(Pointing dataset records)
************

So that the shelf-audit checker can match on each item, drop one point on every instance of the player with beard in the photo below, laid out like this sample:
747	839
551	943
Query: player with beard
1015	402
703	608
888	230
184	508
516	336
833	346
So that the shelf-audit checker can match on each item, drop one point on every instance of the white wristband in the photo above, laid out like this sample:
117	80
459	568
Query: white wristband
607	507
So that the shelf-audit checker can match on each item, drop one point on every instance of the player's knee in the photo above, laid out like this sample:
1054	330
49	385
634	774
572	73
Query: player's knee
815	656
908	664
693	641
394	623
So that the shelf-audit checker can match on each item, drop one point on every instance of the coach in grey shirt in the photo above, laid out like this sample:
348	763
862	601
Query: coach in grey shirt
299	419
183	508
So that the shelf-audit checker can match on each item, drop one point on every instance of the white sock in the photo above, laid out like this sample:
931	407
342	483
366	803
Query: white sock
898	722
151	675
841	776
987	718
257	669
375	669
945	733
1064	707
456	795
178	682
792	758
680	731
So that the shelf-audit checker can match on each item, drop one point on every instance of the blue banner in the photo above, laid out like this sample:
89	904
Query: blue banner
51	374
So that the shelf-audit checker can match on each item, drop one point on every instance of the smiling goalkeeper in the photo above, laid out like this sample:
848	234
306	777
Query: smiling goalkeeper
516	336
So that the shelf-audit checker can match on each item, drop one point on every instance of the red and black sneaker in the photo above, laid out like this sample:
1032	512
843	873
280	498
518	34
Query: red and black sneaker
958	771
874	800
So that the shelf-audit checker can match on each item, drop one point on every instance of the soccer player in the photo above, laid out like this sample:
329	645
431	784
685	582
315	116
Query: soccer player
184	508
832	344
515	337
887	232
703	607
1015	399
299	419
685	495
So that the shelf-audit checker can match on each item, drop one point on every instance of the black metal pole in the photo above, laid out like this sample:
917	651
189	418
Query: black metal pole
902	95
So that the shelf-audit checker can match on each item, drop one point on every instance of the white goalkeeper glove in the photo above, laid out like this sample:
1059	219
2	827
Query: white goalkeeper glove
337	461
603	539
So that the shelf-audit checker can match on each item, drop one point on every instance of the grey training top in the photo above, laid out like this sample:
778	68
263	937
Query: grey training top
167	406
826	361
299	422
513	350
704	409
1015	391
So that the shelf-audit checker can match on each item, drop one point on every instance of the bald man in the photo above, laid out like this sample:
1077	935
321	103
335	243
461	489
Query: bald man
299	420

************

:: DESCRIPTION OF THE TASK ::
Update the lines that start at the one containing "of the bald" and run through the end of the entries by replacing "shelf-audit checker" with "inventory checker", leaving everything else unchanged.

:: WORKED SOLUTION ::
So that the inventory checker can match on each item, drop one point on every instance of the bald man in the photo above, laid out like this sample:
1077	935
321	103
335	243
461	489
Query: bald man
299	420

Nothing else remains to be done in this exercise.